Data records:
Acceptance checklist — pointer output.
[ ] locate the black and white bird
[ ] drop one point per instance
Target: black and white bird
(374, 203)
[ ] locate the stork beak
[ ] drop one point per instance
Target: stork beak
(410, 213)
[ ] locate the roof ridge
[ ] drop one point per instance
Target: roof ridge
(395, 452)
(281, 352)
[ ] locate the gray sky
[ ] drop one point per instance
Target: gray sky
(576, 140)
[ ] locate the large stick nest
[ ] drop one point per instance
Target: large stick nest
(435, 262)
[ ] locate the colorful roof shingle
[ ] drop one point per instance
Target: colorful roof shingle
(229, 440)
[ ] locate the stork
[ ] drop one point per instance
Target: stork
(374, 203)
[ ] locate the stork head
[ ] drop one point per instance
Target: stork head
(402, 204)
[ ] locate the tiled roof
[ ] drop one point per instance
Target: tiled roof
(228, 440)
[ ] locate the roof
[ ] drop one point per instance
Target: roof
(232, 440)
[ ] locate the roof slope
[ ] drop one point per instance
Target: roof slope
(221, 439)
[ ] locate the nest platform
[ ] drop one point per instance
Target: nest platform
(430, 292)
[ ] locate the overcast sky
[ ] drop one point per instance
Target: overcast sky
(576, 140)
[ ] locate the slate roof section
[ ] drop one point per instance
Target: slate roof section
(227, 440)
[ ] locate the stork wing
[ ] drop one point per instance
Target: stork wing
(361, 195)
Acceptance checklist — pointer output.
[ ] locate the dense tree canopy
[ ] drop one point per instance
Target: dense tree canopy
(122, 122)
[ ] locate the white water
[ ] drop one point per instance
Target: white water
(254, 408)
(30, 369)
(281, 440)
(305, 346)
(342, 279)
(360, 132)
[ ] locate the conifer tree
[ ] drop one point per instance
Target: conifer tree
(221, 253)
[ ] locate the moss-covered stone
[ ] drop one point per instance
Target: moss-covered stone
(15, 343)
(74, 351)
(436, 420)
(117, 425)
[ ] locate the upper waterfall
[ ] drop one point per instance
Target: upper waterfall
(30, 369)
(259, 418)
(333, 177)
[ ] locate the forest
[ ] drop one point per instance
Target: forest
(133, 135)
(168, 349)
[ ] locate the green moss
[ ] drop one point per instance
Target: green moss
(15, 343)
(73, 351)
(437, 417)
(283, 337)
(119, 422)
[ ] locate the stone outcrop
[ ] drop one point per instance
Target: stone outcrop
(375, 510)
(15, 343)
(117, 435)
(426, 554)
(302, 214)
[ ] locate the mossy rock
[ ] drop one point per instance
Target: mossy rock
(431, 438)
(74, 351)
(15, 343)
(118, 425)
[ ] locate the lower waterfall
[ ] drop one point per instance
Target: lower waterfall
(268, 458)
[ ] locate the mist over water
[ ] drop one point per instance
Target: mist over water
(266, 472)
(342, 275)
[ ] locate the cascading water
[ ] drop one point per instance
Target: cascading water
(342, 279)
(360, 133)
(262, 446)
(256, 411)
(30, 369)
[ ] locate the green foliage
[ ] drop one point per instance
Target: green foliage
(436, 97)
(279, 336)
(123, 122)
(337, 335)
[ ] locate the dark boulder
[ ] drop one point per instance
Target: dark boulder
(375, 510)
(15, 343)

### Task prompt
Without leaving anything out, give the entries again exactly.

### Result for this exercise
Acceptance checklist — pointer output.
[ ] locate the black and white bird
[ ] drop one point per instance
Target: black and white bird
(374, 203)
[ ] locate the stork beak
[ ] drop one point per instance
Target: stork beak
(410, 213)
[ ] locate the roof ridge
[ ] drop one point per instance
Target: roof ridge
(395, 452)
(281, 352)
[ ] locate the gray sky
[ ] drop one point per instance
Target: gray sky
(576, 140)
[ ] locate the large stick nest
[ ] drop one point per instance
Target: large stick nest
(435, 262)
[ ] locate the colorful roof shingle
[ ] drop one point per instance
Target: colorful roof shingle
(229, 440)
[ ] locate the stork
[ ] drop one point per instance
Target: stork
(374, 203)
[ ] locate the stork head
[ ] drop one point per instance
Target: stork head
(402, 204)
[ ] locate the tiled roof
[ ] drop one point per instance
Target: tiled roof
(228, 440)
[ ] locate the roof
[ ] drop one point per instance
Target: roof
(232, 440)
[ ] locate the roof slope
[ ] drop one point per instance
Target: roof slope
(221, 439)
[ ] locate the nest platform
[ ] drop one point per instance
Target: nest platform
(430, 292)
[ ] locate the overcast sky
[ ] drop one point per instance
Target: overcast sky
(576, 140)
[ ] locate the slate roof section
[ ] drop one point per instance
Target: slate roof section
(227, 440)
[ ] locate the stork wing
[ ] drop one point per instance
Target: stork wing
(361, 195)
Acceptance checklist — pointer output.
[ ] locate the dense tree canopy
[ ] drop one point per instance
Target: dense tree canopy
(122, 122)
[ ] locate the white water
[ ] drop one point per instance
Target: white water
(254, 408)
(30, 369)
(281, 440)
(305, 346)
(342, 279)
(360, 132)
[ ] locate the conifer tree
[ ] drop one point per instance
Target: conifer tree
(221, 253)
[ ] locate the moss-covered stone
[ ] drop one point per instance
Target: moss-covered stone
(15, 343)
(74, 351)
(436, 420)
(117, 425)
[ ] locate the upper waterfall
[ ] drop one point per instance
Target: upper waterfall
(30, 369)
(259, 418)
(333, 177)
[ ] locate the forest
[ ] drop one point per instance
Target: forest
(133, 135)
(168, 349)
[ ] locate the green moss
[ ] drop one point per instance
Target: green moss
(15, 343)
(73, 351)
(437, 417)
(283, 337)
(119, 422)
[ ] locate the stone outcrop
[ ] drop one point per instance
Target: stone outcrop
(375, 510)
(15, 343)
(117, 435)
(426, 554)
(302, 214)
[ ] locate the mossy rock
[ ] drop one point per instance
Target: mossy rock
(431, 438)
(74, 351)
(15, 343)
(118, 425)
[ ] locate the lower waterfall
[ ] drop one point per instance
Target: lower waterfall
(268, 458)
[ ] locate the mist over water
[ ] drop one point per instance
Target: mist over water
(266, 472)
(342, 275)
[ ] locate the cascading water
[ ] drop one point per instance
Target: cascading water
(342, 279)
(360, 133)
(262, 446)
(256, 411)
(30, 369)
[ ] locate the green foliage
[ ] drop one point per instance
Target: green foliage
(436, 97)
(279, 336)
(123, 122)
(337, 335)
[ ] locate the dark boulder
[ ] drop one point per instance
Target: dark boulder
(375, 510)
(15, 343)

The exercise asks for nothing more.